* YOUR INSTRUCTIONS *
Go through the material and copy every line in which "below" appears.
↓↓↓
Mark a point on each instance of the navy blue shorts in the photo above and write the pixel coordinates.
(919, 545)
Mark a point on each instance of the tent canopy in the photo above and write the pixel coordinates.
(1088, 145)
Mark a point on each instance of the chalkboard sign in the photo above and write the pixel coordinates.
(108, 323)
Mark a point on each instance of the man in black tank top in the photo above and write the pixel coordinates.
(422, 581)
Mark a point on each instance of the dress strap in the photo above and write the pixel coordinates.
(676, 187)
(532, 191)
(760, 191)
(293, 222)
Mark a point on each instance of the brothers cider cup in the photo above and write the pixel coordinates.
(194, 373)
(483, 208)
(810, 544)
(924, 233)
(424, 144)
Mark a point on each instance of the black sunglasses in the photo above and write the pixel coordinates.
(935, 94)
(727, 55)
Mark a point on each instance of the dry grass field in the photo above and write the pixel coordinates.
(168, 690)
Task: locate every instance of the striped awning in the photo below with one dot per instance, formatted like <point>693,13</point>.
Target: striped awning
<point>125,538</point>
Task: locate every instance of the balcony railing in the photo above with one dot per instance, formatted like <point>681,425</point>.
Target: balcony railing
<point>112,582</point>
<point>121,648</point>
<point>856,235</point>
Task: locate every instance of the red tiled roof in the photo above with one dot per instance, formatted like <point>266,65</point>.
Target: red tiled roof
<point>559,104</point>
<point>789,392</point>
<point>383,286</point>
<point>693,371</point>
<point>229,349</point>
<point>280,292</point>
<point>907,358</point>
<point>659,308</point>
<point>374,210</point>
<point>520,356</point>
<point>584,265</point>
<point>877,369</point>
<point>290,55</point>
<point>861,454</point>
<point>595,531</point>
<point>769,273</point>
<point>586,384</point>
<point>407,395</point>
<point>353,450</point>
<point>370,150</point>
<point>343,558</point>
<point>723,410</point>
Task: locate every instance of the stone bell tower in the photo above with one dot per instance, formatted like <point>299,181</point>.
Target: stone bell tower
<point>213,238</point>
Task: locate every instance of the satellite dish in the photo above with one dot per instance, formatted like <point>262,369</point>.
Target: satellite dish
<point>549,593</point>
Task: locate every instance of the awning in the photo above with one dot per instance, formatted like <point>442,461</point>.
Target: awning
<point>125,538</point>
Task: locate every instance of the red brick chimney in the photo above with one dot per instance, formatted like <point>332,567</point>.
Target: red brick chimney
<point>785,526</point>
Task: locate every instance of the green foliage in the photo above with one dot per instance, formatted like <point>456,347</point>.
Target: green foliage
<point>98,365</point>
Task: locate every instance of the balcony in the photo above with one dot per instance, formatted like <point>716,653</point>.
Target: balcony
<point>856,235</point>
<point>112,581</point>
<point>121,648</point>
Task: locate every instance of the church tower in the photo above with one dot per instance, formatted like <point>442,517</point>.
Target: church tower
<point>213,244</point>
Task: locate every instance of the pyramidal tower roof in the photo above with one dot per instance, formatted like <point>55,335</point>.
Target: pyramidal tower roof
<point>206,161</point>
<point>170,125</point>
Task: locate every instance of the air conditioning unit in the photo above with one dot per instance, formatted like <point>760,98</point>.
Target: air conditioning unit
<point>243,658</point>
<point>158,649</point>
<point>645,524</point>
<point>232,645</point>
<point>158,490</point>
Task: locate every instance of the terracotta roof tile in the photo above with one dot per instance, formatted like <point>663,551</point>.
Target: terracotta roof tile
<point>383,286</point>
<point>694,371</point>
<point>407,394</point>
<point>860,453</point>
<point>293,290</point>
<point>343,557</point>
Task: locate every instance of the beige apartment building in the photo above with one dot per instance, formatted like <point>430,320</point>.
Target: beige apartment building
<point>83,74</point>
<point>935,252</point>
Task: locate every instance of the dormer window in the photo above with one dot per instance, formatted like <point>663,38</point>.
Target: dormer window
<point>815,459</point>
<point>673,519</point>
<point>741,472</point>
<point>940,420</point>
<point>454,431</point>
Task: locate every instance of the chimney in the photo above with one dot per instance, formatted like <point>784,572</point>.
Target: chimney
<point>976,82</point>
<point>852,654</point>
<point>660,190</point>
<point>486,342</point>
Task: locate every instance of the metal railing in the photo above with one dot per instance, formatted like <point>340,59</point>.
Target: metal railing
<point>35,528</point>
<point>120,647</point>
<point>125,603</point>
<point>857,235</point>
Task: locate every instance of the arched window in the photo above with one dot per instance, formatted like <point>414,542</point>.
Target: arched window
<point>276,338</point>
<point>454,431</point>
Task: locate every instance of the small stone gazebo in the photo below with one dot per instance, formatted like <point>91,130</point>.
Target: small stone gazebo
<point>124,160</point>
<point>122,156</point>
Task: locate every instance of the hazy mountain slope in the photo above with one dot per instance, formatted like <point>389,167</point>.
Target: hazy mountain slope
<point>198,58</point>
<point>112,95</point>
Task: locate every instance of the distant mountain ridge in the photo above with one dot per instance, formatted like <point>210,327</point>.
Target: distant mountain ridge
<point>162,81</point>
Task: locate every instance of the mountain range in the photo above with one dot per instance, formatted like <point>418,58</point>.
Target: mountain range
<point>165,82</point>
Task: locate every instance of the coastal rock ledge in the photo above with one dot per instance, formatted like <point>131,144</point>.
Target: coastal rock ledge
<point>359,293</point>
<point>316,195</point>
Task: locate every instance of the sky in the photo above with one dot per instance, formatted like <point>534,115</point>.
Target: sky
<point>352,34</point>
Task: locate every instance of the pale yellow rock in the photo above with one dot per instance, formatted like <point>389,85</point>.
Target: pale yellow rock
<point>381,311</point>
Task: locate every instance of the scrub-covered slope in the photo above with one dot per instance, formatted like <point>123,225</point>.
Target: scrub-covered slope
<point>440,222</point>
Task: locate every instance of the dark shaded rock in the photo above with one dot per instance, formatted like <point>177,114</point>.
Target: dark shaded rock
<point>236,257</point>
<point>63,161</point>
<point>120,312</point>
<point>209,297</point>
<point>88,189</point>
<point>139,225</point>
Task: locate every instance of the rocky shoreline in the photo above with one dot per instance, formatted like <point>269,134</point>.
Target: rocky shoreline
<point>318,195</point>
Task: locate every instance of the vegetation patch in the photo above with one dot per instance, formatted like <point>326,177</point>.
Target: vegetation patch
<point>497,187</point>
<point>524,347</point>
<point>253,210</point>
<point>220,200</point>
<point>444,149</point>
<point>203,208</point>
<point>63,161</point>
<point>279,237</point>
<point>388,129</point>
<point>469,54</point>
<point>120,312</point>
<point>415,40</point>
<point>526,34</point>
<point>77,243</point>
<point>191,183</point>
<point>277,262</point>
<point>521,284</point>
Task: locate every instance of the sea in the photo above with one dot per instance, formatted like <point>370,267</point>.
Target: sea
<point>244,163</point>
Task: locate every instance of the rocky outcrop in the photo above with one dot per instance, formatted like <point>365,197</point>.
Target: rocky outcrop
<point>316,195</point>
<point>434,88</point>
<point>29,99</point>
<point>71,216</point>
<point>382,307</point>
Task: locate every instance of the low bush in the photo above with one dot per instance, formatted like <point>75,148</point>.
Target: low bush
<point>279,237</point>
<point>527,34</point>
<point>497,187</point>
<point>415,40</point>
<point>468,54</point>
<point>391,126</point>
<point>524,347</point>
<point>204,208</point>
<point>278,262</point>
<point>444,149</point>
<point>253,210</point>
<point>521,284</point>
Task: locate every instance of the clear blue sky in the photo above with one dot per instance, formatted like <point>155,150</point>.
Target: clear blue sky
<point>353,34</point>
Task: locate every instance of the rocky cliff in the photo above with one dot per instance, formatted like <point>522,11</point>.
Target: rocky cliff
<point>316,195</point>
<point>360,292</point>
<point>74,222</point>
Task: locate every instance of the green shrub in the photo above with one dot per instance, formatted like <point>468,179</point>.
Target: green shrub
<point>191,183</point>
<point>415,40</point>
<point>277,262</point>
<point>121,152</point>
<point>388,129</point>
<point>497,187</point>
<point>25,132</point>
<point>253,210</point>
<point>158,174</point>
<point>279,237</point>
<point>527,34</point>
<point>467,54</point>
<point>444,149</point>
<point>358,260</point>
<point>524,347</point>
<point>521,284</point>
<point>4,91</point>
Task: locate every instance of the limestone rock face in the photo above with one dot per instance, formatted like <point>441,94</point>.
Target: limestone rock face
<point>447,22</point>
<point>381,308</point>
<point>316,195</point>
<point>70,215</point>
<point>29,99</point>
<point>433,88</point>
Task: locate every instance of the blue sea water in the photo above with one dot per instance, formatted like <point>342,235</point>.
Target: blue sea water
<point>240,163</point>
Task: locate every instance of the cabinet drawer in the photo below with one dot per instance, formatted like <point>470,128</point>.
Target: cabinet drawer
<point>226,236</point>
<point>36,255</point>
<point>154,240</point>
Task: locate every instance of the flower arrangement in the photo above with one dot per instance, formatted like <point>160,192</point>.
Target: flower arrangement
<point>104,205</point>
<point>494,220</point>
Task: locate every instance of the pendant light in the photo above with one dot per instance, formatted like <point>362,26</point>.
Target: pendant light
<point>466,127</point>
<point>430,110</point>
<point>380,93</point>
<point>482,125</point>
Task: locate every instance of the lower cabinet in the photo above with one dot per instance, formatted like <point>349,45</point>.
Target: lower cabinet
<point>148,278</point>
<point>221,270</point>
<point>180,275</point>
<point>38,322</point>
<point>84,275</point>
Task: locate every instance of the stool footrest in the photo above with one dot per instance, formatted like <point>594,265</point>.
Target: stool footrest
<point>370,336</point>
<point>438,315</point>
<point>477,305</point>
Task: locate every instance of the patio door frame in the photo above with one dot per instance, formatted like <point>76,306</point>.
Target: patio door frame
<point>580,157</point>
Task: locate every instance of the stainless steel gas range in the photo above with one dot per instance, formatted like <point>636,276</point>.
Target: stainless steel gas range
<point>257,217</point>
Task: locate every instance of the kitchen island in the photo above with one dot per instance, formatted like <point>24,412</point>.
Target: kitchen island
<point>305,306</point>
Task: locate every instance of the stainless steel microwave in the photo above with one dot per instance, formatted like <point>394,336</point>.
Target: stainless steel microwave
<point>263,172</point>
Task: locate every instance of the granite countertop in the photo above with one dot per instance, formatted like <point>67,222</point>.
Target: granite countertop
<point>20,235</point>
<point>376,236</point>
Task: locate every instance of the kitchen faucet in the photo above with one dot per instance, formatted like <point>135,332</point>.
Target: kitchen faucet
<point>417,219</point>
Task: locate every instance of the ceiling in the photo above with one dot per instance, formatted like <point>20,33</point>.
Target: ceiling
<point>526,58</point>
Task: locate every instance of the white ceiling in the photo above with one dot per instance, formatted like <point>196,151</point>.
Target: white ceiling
↑↑↑
* RESULT OF THIS EXERCISE *
Task: locate every instance of the striped awning in the photo below with one dot per instance, formatted like <point>693,13</point>.
Task: locate every instance of the small stone gazebo in the photo below with one dot per instance, formatted like <point>91,130</point>.
Task: locate every instance of the cabinet drawer in the photo below with one dot per instance, formatted like <point>470,128</point>.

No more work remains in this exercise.